Your goal: Count the lines below that contain the word "metal" and give only that number.

Dataset lines about where objects are located

========

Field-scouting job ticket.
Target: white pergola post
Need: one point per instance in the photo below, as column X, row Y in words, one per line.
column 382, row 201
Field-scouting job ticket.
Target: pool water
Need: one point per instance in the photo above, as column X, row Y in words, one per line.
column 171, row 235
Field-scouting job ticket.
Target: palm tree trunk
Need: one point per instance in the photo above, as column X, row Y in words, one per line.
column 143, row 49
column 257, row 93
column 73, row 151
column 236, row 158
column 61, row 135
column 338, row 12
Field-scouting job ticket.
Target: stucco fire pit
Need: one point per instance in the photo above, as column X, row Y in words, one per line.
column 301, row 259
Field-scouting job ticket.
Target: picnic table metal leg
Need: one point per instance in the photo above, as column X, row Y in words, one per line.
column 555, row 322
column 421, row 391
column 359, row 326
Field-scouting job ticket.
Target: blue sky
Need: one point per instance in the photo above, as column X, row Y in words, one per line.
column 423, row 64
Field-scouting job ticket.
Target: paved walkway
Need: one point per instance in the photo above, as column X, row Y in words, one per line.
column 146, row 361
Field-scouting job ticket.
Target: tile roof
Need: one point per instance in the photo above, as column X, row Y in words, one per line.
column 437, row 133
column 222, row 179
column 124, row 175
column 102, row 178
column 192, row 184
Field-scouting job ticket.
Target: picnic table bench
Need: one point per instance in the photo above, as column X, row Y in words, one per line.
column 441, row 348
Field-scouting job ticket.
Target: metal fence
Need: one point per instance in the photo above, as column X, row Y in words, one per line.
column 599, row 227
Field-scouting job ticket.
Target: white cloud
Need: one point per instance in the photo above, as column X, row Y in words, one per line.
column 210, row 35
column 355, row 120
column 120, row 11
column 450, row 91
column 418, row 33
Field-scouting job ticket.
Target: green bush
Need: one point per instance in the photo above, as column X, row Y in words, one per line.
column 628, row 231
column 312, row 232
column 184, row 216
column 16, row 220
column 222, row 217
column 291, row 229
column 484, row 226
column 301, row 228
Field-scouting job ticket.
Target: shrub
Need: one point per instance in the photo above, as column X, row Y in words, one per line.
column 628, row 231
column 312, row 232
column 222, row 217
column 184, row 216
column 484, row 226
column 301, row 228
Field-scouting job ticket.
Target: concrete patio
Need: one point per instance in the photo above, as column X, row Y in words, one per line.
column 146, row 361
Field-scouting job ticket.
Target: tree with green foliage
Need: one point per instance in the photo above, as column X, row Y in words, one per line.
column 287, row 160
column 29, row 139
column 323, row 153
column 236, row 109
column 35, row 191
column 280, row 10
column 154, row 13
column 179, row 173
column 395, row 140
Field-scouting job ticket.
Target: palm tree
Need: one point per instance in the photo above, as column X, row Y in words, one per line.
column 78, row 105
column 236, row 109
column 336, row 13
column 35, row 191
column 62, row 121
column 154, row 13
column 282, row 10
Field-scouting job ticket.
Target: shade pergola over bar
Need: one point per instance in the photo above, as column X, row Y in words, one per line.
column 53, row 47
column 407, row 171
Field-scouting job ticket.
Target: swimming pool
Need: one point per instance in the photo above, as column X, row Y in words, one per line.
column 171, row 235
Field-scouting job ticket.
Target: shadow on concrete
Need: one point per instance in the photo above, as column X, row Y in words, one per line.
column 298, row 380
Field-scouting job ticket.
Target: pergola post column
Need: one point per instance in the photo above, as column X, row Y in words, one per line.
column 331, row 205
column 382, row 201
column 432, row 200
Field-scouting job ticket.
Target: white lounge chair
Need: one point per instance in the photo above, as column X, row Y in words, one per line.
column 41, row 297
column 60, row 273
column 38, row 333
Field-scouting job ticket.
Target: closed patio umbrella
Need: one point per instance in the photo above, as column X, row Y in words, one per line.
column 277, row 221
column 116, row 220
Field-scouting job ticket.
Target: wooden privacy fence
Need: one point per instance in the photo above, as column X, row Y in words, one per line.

========

Reply to the exercise: 2